== Stated exercise A ==
Reproduce the passage on gold, silver and equities word for word, from "Putting the gold" to "April 29, 2011.".
== Stated exercise B ==
Resume the passage on gold, silver and equities, carrying it on past its last sentence.

------ Excerpt to read ------

Economic, Currency and Inflation Shocks Can Roil Various Financial Markets.  A renewed economic downturn, massive flight from the U.S. dollar and runaway domestic inflation are not anticipated by consensus forecasters or by the financial markets, at present.  As sentiment moves in the direction of those troubles, significant selling likely will hit the stock and bond markets, coincident with a global pummeling of the U.S. dollar.  As discussed in the Hyperinflation Report, physical gold remains the primary hedge against the financial turmoil ahead.  Physical gold and silver will tend to preserve the purchasing power of individual wealth and assets throughout a hyperinflation crisis.

As suggested in the following section, equities may hold fairly steady against official headline CPI inflation, as would inflation-adjusted bonds (except in a hyperinflation, as discussed in the Second Installment), but they do not hold even with more-traditional consumer inflation, which measures the cost-of-living on the basis of maintaining a constant standard of living, and on the basis of reflecting actual out-of-pocket expenses.  Holding physical gold and silver as stores of wealth resolves the issues in those areas, and provides needed primary hedging against the loss of purchasing power in affected assets.

Some Comparative Market Numbers—Equities  versus Gold and Silver.  With the extremely volatile financial markets of recent years, it is easy to cherry-pick dates to show desired comparative relative gains and losses in indicators of various financial assets.  The price or index changes discussed here simply are measured from December 31, 1999 to date, a period consistently used by ShadowStats for long-term comparative purposes, reflecting activity in the new century; and from December 31, 2013 to date (July 10, 2014), reflecting changes since the beginning of the year.

Putting the gold and silver markets in perspective versus the U.S. stock market—specifically the Dow Jones Industrial Average (DJIA) and the Standard & Poor’s 500 (S&P 500)—as of July 10, 2014, the closing levels for the DJIA and the S&P 500 were down 0.9% and 1.0% from their respective all-time closing highs of July 3, 2014.  In contrast, the July 10th London afternoon gold fix was down by 29.3% from its all-time high of September 5, 2011, while the London silver fix was down by 55.8% from its recent historic high of April 29, 2011.

That said, in the period from December 31, 1999 to July 10, 2014, the price of gold rose by 361.8%, with silver up by 303.4%.  In contrast, the DJIA gained 47.1%, with the S&P 500 up by 33.7% in the same period of the last 14-plus years.

------ Entries ------

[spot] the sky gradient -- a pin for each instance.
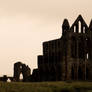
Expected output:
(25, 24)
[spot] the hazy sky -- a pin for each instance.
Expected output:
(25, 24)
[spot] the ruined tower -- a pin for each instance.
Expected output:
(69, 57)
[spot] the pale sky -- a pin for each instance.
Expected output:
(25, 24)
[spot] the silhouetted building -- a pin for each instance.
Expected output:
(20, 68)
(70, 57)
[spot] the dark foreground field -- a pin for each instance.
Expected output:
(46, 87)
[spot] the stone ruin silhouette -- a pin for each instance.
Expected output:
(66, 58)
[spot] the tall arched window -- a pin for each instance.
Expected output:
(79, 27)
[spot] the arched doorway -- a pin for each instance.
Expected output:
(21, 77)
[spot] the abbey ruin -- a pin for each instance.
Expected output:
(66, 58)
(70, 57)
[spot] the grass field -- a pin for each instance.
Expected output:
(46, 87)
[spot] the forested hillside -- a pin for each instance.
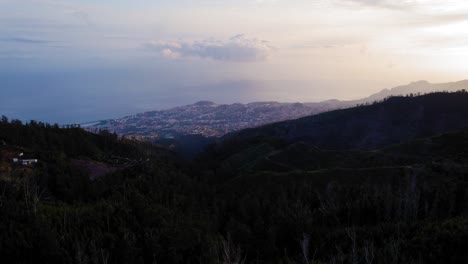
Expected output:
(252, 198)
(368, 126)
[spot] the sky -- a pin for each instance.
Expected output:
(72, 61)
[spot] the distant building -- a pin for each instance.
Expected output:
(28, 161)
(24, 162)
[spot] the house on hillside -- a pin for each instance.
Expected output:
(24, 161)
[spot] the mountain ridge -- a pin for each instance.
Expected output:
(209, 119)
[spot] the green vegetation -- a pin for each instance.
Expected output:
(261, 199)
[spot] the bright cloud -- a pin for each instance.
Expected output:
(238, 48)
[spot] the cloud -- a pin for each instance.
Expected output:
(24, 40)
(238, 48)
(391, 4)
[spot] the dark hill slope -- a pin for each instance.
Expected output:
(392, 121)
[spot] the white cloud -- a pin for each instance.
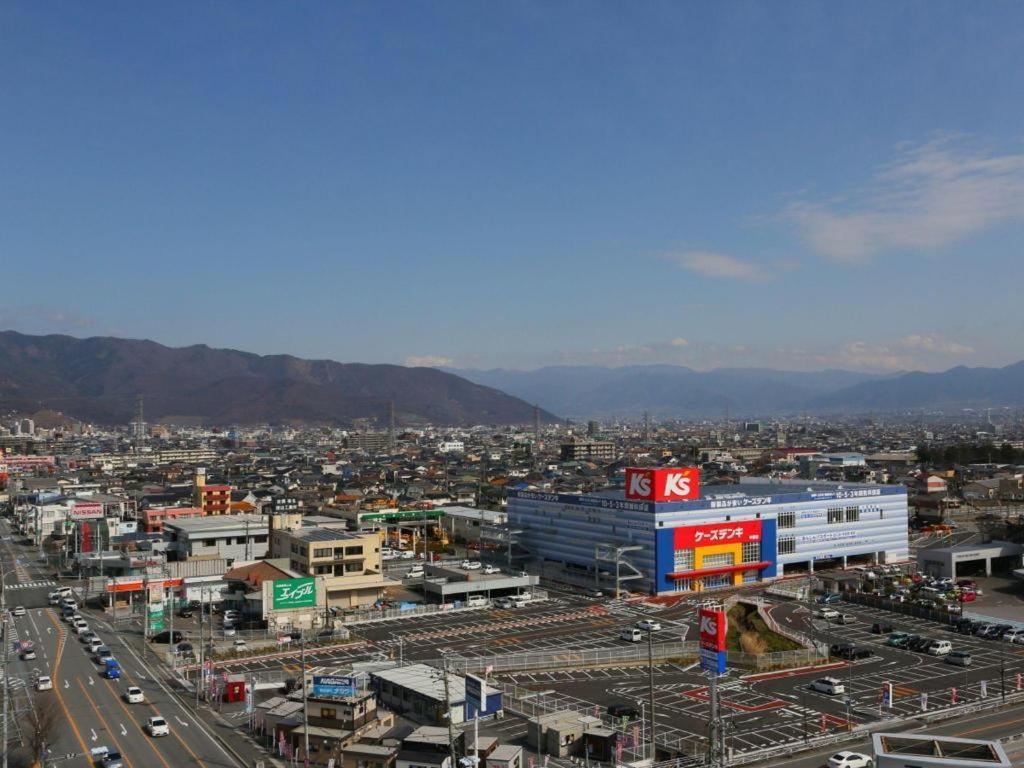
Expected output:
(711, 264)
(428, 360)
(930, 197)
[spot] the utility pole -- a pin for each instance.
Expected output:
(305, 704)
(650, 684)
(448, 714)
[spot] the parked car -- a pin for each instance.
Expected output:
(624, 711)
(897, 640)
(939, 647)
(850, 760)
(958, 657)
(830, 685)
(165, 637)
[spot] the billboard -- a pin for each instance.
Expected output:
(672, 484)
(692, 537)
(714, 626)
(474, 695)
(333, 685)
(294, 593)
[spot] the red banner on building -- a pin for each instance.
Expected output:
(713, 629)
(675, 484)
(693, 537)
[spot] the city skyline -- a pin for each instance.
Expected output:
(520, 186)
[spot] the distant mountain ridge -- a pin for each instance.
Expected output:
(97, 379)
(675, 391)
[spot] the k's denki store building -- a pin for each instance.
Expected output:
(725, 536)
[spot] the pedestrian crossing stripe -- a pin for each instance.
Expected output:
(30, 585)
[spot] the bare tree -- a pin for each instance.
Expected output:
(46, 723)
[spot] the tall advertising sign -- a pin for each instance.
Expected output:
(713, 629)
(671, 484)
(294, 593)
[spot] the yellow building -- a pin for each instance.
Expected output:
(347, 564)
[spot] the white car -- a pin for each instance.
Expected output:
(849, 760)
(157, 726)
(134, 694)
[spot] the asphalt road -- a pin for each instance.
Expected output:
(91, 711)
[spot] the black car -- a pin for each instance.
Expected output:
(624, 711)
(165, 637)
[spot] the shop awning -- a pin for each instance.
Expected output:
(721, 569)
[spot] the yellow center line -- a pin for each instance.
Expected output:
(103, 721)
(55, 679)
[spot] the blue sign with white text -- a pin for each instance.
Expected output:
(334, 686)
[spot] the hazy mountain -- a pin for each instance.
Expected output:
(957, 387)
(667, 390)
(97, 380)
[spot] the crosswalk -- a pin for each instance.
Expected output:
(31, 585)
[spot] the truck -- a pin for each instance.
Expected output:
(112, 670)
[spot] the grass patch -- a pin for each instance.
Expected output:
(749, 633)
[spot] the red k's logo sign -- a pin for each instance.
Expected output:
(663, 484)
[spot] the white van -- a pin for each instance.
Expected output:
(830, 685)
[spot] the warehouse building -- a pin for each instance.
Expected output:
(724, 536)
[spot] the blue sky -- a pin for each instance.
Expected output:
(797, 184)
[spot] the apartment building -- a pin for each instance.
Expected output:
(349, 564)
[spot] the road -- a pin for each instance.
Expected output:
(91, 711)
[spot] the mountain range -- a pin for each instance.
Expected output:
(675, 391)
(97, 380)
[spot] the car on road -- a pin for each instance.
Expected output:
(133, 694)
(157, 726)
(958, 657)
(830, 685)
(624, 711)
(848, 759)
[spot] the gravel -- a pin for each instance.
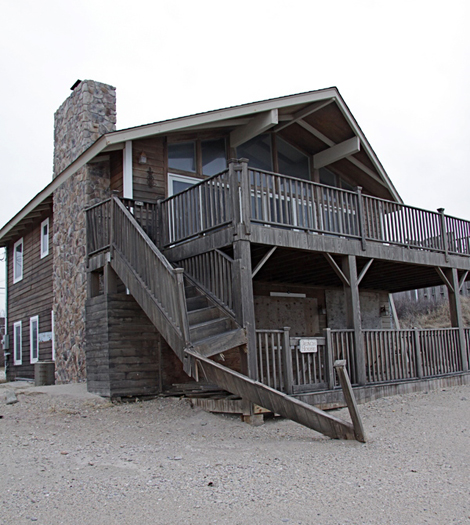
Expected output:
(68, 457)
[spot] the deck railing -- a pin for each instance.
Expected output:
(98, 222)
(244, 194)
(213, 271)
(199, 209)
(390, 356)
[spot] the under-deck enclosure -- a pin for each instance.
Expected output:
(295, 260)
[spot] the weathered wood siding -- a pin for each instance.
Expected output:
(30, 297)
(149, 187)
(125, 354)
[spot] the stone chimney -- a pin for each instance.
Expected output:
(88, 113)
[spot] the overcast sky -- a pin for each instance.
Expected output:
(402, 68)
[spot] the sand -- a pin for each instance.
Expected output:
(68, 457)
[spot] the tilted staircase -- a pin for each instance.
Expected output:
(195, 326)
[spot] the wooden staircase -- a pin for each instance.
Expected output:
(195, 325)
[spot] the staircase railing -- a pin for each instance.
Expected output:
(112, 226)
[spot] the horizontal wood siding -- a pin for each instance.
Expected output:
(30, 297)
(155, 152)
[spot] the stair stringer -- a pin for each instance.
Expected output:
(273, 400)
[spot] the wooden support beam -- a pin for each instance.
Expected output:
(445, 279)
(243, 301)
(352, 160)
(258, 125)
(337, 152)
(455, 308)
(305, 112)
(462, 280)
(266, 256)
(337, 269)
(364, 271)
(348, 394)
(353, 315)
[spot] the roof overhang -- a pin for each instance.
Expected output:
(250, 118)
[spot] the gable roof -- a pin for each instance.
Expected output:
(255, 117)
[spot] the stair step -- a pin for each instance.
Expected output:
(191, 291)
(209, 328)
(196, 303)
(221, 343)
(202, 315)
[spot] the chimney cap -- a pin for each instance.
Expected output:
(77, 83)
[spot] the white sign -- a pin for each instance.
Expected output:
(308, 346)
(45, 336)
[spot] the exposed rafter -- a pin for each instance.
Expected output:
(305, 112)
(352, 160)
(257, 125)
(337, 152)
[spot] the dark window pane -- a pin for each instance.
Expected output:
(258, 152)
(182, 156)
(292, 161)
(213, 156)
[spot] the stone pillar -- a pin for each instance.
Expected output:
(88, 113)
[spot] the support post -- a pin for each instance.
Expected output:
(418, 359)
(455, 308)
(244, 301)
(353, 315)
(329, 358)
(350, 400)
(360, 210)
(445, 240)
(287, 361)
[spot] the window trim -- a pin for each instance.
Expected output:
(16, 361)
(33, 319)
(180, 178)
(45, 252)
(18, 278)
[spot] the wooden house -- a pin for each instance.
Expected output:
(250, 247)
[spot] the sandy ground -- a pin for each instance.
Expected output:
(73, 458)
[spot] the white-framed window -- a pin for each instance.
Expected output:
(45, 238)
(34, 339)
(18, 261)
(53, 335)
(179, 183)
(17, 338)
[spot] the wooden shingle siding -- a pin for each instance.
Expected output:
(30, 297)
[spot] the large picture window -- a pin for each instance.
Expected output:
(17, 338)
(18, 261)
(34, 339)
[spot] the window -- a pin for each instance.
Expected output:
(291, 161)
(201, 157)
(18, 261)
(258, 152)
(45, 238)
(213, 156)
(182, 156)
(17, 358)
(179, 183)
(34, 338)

------

== Reply A ==
Putting the gold and silver markets in perspective versus the U.S. stock market—specifically the Dow Jones Industrial Average (DJIA) and the Standard & Poor’s 500 (S&P 500)—as of July 10, 2014, the closing levels for the DJIA and the S&P 500 were down 0.9% and 1.0% from their respective all-time closing highs of July 3, 2014.  In contrast, the July 10th London afternoon gold fix was down by 29.3% from its all-time high of September 5, 2011, while the London silver fix was down by 55.8% from its recent historic high of April 29, 2011.

== Reply B ==
Year-to-date 2014, from December 31, 2013 to July 10, 2014, the price of gold rose by 11.3%, with silver up by 10.3%.  In contrast, the DJIA gained 2.0%, with the S&P 500 up by 6.3% in the same period.  Most of the stock-price gains of the last year, and in the last fourteen years, however, have had trouble keeping up with official headline inflation.  In contrast, the precious metals have remained well ahead of official inflation.  Looking at more realistic inflation numbers, equities have been big losers in terms of maintaining the purchasing power of the U.S. dollar, while the precious metals have offset the damages of actual inflation and most likely will continue to do so (see Public Commentary on Inflation Measurement, 2014 Hyperinflation Report—The End Game Begins – First Installment Revised page 31, and 2014 Hyperinflation Report—Great Economic Tumble – Second Installment pages 103 and 104).

For example, in real terms, net of headline CPI-U inflation, the price of gold still rose by 225.3%, with silver up by 184.2%, in the period from December 31, 1999 to July 10, 2014.  In contrast, the DJIA gained just 3.5%, while the S&P 500 actually declined by 5.8% in the same 14-plus years of activity.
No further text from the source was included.